#### WHAT YOU SHOULD DO:
Please copy the Knowle relocation text again, starting at the words "The first area" and stopping after "application was rejected.", but change "open space" to "green space".

#### DOCUMENT TEXT:
--- START ---
Friday 27 May 2016

Knowle relocation project > Pegasus planning application 16/0872/MFUL >>> and the rejected planning application 12/1847/MOUT of 1st March 2013 >>> >>> >>> >>> >>> Part two: "Contrary to to the requirements of Policy E3 (Safeguarding Employment Land and Premises)"

There is the current planning application by PegasusLife:
16/0872/MFUL | The construction of an assisted living community for older people comprising extra care units, staff accommodation and communal facilities, including a kitchen, restaurant/bar/cafe, a well-being suite comprising gym, treatment rooms and pool, a communal lounge and storage facilities; car parking for residents, visitors and staff of the assisted living community; comprehensive landscaping comprising communal and private spaces; and associated groundworks. | Council Offices Knowle Sidmouth EX10 8HL

There is the current Local Plan:
Local Plan 2013-2031 - East Devon

And there is the rejected outline planning application for Knowle of three years ago:
12/1847/MOUT | Outline application proposing demolition of existing buildings (retention of building B) for class D1 non-residential institution and park rangers station (Sui Generis), residential development of up to 50no. dwellings (Class C3 use), 60no. bed graduated care home (Class C2 use) and access (all matters reserved except access) | Council Offices Knowle Sidmouth EX10 8HL

It seems that the latest planning application does not differ fundamentally from the March 2013 planning application – in that both are contrary on many levels to the District Council’s own policies as laid out in the Local Plan.

The first area where the 2013 application failed was around the lack of Parks and Recreation Grounds in Sidmouth. This has been made even more obvious through the District Council's own reappraisal – as there is even less of this type of open space than originally thought:
Futures Forum: Knowle relocation project > Pegasus planning application 16/0872/MFUL >>> and the rejected planning application 12/1847/MOUT of 1st March 2013 >>> Part one: "Contrary to Policy RE1 (Retention of Land for Sport and Recreation)"

And there are several other areas where there has either been no fundamental change since 2013 – or things have got worse since the original planning application was rejected.

2 - Contrary to the requirements of Policy E3 (Safeguarding Employment Land and Premises)
--- END ---
#### EXCERPTED DATA:
--- START ---
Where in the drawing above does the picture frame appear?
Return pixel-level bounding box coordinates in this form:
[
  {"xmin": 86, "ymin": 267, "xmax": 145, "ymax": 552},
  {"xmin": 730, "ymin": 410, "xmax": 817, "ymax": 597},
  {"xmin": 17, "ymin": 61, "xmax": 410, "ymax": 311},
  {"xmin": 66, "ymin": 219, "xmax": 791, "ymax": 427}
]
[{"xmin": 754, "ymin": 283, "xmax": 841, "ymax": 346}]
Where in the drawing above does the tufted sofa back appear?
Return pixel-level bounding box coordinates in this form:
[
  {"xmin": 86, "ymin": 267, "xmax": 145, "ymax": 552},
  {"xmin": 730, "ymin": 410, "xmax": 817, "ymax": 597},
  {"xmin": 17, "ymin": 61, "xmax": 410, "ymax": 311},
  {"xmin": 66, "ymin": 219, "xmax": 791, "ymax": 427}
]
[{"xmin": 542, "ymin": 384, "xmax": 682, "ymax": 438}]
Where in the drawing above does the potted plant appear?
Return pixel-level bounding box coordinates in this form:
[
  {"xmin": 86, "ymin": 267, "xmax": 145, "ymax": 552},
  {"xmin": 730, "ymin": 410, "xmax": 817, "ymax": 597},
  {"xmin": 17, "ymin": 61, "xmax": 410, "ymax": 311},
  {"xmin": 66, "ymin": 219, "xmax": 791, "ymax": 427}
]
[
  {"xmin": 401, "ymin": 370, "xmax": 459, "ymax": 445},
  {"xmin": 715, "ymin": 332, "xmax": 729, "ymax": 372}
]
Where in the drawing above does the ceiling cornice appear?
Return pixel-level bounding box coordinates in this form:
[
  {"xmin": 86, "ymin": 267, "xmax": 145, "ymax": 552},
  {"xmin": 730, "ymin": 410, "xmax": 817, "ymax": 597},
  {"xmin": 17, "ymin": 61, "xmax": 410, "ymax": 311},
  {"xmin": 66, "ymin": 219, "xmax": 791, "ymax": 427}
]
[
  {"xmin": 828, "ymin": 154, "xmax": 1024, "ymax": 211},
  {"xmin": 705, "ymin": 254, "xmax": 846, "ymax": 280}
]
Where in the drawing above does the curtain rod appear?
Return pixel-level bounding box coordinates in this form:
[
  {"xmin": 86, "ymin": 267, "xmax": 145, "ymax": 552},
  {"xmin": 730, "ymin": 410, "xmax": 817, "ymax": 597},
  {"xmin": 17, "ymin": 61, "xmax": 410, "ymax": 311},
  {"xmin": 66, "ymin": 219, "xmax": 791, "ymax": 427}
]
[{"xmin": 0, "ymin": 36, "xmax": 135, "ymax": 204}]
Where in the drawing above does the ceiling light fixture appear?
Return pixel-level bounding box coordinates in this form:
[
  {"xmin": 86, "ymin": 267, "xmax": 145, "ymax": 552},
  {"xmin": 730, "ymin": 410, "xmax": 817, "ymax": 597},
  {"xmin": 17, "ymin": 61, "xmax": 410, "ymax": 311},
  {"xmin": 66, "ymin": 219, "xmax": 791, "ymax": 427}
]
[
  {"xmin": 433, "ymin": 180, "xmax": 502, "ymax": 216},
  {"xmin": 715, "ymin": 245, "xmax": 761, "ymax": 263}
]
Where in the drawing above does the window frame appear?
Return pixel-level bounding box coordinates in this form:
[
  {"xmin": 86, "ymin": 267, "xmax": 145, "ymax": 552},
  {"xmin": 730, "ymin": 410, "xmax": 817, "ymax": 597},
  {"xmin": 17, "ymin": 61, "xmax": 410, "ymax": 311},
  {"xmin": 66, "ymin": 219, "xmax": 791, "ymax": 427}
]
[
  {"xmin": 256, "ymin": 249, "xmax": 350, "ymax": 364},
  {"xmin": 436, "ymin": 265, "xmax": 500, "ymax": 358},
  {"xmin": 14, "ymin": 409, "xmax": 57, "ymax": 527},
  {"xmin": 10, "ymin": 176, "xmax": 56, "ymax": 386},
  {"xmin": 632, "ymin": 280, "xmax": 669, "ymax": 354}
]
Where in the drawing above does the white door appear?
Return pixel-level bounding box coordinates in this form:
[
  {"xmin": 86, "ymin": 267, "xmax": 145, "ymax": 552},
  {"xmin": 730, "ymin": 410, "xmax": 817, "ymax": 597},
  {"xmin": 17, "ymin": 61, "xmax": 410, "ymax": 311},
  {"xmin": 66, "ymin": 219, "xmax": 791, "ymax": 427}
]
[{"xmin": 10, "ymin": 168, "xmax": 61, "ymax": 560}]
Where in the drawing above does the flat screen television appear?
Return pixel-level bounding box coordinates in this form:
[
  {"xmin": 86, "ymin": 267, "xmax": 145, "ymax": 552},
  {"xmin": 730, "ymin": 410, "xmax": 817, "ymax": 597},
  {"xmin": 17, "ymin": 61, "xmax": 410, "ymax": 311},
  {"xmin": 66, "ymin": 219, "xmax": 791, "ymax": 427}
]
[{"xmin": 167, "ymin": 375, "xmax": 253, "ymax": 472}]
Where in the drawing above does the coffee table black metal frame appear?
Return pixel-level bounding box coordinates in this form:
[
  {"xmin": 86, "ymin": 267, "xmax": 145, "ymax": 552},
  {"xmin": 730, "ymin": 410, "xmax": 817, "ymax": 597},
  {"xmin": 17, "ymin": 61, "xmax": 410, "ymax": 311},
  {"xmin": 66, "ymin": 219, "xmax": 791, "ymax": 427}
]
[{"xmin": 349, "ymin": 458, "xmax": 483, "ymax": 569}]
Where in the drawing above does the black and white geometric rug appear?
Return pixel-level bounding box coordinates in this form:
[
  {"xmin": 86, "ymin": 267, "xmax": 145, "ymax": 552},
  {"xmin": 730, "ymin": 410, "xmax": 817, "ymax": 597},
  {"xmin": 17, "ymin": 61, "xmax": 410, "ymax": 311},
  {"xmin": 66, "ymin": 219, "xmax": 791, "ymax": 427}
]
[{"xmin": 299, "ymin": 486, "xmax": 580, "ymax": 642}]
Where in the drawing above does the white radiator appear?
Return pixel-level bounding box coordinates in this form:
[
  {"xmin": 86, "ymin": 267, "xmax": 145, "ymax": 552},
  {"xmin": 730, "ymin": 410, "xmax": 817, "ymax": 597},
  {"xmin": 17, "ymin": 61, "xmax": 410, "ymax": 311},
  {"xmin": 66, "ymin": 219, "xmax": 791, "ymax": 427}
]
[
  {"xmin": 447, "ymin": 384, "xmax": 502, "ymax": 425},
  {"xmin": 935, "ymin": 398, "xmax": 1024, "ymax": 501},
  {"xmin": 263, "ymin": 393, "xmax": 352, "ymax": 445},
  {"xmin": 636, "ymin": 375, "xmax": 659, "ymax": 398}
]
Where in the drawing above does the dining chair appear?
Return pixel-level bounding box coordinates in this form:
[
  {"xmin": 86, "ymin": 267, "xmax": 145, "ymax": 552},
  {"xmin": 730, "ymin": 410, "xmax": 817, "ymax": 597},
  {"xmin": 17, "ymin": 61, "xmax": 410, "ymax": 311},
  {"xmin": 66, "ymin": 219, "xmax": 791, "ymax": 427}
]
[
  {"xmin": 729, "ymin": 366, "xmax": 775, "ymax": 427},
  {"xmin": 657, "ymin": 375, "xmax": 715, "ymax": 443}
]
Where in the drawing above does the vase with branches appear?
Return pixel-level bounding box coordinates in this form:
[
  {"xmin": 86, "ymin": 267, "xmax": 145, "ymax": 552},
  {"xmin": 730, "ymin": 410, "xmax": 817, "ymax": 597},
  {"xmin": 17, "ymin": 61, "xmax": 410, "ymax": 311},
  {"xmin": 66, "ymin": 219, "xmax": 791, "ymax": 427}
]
--- END ---
#### RESPONSE TO THIS EXERCISE:
The first area where the 2013 application failed was around the lack of Parks and Recreation Grounds in Sidmouth. This has been made even more obvious through the District Council's own reappraisal – as there is even less of this type of green space than originally thought:
Futures Forum: Knowle relocation project > Pegasus planning application 16/0872/MFUL >>> and the rejected planning application 12/1847/MOUT of 1st March 2013 >>> Part one: "Contrary to Policy RE1 (Retention of Land for Sport and Recreation)"

And there are several other areas where there has either been no fundamental change since 2013 – or things have got worse since the original planning application was rejected.